* _Exercises_
- a) In the news report below on Iran and China, what trade figure did the two countries agree to reach, and over what period?
- b) Which figures are written in numerals in the news report below on Iran and China?
- c) Could you go on with the news report below on Iran and China, picking up after its final sentence?

[Reading passage — start]

Iran and China have signed a series of agreements just days after Iran was freed from crippling international sanctions. China is eager to build its economic footprint across the Middle East.

One week after international sanctions were lifted against Iran, the Tehran government agreed to expand bilateral relations with China.

Chinese President Xi Jinping on Saturday hailed the agreement during a state visit to the Iranian capital, calling it a "new season" for bilateral relations.

Xi is the first head of state to visit Iran since

sanctions were lifted on January 16,

after independent inspections showed that Iran had complied with the terms of an international agreement to limit its nuclear program.

Iranian President Hassan Rouhani, a moderate who is

trying to redevelop the country's international ties

after years of semi-isolation, also hailed the agreement.

"We are happy that President Xi visited Iran after the lifting of sanctions ... Iran and China have agreed to increase trade to $600 billion in the next 10 years," Rouhani said at a news conference with Xi, which was broadcast live on state television.

"Iran and China have agreed on forming strategic relations (as) reflected in a 25-year comprehensive document," he said.

Iranian President Hassan Rouhani shakes hands with his Chinese counterpart, Xi Jinping, as Iranian military guards watch

Iranian President Hassan Rouhani and his Chinese counterpart, Xi Jinping, after Xi's arrival in Tehran.

The two sides signed 17 accords on Saturday, which included plans to revive the ancient Silk Road trade route and cooperation on a peaceful nuclear energy program.

[Reading passage — finish]
[Given data — start]

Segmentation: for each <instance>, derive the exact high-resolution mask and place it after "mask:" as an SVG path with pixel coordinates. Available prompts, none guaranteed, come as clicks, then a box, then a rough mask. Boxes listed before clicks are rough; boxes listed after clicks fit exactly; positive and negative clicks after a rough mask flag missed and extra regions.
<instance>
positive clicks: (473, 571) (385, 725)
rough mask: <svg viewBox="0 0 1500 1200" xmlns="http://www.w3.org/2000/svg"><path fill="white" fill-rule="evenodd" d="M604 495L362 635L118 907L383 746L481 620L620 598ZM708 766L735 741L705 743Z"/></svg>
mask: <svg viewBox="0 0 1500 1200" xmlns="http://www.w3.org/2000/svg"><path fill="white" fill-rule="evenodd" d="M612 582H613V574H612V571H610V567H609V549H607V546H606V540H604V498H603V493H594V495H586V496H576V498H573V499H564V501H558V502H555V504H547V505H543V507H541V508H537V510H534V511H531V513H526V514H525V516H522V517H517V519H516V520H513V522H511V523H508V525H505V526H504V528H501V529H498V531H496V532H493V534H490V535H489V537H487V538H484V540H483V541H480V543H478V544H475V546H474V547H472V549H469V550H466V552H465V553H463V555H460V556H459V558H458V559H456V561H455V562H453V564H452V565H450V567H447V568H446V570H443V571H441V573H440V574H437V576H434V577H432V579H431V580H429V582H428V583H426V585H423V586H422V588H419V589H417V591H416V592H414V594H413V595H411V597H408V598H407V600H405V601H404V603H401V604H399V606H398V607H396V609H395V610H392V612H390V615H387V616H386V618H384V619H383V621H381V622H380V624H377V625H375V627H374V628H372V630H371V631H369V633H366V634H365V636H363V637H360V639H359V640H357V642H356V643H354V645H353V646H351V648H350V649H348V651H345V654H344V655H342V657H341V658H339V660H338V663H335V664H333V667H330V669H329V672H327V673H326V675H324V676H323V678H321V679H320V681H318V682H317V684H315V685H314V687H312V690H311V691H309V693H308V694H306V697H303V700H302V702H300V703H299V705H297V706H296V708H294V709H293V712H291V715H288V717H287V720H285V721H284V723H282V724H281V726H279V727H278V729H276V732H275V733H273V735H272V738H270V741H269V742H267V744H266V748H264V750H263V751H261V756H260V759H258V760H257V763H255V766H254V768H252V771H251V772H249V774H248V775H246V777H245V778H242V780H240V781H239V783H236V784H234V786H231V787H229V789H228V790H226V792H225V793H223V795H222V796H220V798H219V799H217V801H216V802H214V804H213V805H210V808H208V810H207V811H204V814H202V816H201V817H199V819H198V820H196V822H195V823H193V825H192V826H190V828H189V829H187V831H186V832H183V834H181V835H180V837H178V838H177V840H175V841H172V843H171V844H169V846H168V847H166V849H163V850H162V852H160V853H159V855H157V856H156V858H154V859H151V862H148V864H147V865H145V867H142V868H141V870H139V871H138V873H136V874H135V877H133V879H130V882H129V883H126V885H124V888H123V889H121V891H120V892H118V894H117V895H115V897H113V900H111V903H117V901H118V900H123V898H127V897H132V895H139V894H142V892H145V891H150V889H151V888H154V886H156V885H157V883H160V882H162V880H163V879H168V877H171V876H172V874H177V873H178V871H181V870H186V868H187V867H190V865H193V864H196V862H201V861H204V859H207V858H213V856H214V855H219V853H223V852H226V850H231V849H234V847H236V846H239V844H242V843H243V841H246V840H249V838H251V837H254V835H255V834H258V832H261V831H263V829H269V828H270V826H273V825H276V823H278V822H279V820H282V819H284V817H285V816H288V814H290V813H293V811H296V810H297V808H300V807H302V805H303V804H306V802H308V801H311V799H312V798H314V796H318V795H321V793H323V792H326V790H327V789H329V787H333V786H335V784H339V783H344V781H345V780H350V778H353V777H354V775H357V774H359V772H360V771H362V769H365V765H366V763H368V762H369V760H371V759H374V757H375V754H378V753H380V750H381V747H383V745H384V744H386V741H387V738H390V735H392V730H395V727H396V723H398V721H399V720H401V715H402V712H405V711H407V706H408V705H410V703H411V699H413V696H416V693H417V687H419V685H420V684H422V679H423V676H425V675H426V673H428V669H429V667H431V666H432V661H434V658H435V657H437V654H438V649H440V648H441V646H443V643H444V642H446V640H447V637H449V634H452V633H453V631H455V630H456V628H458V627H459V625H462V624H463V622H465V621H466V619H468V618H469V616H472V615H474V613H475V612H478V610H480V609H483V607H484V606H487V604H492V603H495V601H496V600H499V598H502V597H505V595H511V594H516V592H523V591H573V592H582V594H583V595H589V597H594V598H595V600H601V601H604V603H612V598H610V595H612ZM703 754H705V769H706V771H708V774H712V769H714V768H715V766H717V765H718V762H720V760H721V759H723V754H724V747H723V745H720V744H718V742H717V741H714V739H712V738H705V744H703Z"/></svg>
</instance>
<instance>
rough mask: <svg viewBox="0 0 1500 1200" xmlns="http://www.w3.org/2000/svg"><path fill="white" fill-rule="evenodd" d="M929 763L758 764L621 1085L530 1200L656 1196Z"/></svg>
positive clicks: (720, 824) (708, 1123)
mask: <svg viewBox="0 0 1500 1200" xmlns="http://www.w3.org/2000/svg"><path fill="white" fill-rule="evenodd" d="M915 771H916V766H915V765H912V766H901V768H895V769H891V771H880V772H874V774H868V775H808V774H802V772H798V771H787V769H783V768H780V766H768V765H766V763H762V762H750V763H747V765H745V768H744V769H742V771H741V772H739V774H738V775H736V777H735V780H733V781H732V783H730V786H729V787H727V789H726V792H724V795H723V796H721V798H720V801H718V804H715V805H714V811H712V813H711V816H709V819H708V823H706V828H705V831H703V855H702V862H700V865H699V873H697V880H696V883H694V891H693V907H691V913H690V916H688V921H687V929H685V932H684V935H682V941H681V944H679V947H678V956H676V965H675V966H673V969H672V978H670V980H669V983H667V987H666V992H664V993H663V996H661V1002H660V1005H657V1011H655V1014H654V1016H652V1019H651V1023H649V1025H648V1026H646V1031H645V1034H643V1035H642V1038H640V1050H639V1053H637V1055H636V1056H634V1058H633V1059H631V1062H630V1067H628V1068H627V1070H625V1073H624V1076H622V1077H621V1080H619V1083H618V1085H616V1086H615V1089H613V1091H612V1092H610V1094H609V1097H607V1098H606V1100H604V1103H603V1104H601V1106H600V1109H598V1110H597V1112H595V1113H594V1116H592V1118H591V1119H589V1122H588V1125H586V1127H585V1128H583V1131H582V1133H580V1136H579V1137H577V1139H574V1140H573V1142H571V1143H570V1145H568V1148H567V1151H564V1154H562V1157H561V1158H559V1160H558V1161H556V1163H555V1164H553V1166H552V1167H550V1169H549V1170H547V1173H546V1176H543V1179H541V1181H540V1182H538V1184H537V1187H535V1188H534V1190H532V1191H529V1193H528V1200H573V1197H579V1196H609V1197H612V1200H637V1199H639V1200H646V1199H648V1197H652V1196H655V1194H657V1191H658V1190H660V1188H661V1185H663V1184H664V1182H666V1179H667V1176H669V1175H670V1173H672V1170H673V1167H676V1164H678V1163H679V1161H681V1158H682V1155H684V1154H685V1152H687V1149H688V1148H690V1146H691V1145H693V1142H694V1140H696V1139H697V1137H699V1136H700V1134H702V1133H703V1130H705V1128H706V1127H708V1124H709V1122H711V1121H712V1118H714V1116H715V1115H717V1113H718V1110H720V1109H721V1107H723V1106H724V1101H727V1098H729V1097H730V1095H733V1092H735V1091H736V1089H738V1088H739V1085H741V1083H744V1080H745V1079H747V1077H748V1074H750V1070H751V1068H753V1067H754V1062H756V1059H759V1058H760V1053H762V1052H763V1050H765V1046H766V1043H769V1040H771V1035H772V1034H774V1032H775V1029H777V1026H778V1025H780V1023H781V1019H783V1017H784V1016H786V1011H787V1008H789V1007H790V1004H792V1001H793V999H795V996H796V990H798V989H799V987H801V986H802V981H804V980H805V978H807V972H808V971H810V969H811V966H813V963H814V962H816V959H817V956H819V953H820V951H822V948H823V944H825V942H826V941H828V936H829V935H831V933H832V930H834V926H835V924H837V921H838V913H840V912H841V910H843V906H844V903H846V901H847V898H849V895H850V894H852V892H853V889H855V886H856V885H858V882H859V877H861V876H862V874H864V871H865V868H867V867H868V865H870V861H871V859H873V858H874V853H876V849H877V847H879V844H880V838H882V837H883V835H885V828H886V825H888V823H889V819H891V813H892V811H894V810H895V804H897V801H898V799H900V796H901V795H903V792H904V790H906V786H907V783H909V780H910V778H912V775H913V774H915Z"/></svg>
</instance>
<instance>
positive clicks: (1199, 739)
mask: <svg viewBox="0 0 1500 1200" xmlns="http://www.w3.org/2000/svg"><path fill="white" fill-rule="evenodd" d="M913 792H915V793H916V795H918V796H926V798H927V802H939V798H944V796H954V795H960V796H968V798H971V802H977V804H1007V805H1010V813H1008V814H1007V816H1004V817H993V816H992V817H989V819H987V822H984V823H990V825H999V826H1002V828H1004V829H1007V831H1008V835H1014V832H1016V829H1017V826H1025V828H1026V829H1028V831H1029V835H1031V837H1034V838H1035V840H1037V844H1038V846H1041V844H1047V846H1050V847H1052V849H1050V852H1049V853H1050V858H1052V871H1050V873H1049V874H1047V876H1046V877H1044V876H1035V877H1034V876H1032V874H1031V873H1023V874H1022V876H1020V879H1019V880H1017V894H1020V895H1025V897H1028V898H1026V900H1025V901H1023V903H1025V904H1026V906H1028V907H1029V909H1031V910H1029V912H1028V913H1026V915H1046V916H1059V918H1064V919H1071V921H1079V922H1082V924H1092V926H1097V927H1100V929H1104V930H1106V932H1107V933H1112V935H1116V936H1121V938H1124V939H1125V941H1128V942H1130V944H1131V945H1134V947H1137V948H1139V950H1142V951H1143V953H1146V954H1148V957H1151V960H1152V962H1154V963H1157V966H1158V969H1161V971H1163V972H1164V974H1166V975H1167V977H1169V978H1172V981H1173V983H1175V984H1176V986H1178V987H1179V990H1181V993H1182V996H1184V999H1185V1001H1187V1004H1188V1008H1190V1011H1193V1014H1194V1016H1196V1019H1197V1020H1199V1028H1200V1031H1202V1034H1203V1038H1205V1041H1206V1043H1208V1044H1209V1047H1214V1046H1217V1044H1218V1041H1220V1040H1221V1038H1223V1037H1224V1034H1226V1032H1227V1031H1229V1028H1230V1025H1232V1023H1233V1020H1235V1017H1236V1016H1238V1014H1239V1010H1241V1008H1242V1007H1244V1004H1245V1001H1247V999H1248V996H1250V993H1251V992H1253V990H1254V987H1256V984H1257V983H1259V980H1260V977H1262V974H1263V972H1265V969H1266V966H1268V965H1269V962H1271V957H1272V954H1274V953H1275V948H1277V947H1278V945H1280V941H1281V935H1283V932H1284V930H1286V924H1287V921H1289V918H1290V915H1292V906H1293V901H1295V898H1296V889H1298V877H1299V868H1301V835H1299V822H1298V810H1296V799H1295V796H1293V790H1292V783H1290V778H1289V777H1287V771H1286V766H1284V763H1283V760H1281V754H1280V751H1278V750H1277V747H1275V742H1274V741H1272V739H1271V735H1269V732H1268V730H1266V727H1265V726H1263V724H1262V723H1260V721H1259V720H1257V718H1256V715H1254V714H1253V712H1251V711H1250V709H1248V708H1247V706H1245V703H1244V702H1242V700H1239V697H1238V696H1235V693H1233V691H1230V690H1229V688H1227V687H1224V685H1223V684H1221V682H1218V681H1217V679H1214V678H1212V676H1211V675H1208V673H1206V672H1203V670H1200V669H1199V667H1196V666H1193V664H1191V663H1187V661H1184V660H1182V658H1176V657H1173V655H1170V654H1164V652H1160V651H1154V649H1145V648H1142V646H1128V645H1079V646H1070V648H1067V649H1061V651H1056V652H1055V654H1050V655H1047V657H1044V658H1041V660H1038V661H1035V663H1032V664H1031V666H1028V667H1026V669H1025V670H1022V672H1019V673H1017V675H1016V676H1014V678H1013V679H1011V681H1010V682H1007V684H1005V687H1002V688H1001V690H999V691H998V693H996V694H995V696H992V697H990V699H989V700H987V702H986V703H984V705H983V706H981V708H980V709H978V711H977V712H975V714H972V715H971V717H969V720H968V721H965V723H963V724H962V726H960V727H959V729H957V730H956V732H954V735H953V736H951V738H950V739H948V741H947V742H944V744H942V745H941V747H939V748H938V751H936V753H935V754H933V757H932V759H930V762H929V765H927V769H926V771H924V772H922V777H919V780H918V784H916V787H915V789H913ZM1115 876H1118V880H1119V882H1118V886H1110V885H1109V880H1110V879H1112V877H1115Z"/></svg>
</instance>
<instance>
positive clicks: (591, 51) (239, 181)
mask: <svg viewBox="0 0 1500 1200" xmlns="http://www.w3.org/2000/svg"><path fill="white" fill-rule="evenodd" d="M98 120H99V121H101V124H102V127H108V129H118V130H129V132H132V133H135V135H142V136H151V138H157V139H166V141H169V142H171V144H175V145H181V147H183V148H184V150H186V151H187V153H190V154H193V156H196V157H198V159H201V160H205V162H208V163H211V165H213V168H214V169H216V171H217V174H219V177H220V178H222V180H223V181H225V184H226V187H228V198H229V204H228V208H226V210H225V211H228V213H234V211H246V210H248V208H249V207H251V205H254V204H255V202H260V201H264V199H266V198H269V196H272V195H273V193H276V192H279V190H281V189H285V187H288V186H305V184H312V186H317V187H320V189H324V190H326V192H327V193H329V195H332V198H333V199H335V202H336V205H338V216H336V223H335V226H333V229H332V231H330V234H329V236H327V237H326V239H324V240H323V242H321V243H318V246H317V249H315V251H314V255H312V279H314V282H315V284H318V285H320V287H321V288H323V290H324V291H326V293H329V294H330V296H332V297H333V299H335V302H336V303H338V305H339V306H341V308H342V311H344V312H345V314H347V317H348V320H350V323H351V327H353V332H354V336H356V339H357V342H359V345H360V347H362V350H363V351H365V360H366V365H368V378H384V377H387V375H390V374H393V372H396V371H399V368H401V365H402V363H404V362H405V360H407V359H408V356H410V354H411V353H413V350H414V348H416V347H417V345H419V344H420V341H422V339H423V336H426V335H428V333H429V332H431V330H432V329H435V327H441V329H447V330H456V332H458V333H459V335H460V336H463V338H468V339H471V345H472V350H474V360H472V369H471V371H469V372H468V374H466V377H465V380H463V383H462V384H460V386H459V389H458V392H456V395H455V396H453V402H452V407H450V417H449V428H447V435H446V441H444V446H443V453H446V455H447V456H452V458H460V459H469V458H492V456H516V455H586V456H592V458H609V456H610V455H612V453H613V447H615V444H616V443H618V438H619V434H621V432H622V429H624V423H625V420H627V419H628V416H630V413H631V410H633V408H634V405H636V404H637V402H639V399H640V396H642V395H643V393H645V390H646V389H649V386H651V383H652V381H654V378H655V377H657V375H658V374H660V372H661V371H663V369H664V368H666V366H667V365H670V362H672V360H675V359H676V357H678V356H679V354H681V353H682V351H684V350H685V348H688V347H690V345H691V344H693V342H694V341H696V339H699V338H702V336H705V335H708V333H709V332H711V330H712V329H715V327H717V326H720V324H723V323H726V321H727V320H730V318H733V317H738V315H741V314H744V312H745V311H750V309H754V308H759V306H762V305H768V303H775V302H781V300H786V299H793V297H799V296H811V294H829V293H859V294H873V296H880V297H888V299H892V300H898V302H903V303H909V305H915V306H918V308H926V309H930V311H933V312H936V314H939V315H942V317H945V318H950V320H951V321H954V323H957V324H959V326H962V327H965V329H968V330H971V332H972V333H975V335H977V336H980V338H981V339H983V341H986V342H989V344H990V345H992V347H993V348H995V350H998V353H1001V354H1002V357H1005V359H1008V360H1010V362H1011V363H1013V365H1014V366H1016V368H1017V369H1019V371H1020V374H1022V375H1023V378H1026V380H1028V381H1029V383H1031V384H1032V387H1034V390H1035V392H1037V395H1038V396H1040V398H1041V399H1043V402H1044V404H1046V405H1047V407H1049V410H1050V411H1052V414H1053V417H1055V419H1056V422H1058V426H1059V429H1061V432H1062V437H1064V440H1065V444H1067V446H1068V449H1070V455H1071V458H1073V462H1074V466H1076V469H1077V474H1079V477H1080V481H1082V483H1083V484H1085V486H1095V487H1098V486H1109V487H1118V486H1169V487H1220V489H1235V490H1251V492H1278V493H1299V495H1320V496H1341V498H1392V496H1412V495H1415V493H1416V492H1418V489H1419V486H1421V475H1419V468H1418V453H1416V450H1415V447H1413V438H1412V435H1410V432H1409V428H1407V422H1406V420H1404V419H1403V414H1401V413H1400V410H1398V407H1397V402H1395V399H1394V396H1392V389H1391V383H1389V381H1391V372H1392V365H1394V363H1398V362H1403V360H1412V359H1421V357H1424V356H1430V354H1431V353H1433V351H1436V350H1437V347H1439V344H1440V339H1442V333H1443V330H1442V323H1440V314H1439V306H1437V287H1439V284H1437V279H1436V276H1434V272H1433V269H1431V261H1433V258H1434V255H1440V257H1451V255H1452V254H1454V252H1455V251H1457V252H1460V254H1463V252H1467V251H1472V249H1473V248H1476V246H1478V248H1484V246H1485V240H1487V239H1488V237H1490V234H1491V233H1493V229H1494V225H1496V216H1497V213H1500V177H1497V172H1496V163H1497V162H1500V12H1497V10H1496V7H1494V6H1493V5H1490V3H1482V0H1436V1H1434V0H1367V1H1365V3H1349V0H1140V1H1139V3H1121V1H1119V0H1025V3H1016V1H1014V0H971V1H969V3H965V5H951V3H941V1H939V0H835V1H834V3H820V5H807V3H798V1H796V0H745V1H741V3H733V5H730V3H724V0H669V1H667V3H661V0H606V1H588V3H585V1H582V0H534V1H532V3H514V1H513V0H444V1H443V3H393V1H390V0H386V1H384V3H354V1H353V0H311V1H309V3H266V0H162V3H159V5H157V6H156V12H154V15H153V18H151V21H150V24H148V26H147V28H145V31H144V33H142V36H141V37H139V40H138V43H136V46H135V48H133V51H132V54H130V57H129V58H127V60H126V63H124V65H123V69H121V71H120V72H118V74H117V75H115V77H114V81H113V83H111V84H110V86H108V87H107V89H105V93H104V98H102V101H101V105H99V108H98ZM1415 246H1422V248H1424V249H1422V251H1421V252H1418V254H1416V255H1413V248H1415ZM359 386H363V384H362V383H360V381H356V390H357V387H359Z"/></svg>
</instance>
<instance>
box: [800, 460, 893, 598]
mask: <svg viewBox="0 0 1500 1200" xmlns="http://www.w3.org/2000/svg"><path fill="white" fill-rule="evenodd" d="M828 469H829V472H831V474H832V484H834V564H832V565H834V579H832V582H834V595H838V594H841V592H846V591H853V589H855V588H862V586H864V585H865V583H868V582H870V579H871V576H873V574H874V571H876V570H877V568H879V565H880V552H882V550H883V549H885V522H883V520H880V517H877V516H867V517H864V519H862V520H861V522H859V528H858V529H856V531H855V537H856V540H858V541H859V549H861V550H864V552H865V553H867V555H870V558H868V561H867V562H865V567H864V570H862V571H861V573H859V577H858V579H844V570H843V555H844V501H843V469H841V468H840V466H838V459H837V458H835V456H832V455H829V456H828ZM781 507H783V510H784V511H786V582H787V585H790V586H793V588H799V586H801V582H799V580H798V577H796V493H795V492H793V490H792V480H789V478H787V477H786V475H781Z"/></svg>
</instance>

[Given data — finish]

* _Answers to this exercise_
- a) $600 billion over the next 10 years.

- b)
- 16 (January 16, when sanctions were lifted)
- $600 billion (the trade target)
- 10 (the next 10 years)
- 25 (the 25-year comprehensive document)
- 17 (the accords signed on Saturday)

- c)
Beijing is Tehran's top customer for oil exports, and trade between the two countries totaled $52 billion in 2014. But that figure declined in 2015 due to the falling price of oil.

The Iranian president said the two sides also agreed to work together to resolve the issue of "terrorism and extremism in Iraq, Syria, Afghanistan and Yemen," but the details of such cooperation are unclear.

Aiming for influence

Xi's visit to Iran is the first by a Chinese president in 14 years.

He is also visiting Egypt and Saudi Arabia during his Middle East tour,

which began on January 19. It's a region in which China is eager to strengthen its economic presence.

To that end,

Xi offered Cairo $55 billion worth of loans and investments.

The Saudi government, along with other Sunni Arab allies, severed diplomatic ties with Iran earlier this month after protesters broke in to the Saudi embassy in Tehran. The protesters were angry that Saudi Arabia had executed a prominent Shiite cleric.

In addition to his meeting with President Rouhani on Saturday, Xi is to meet later in the day with Iran's most powerful figure, Supreme Leader Ayatollah Ali Khamenei.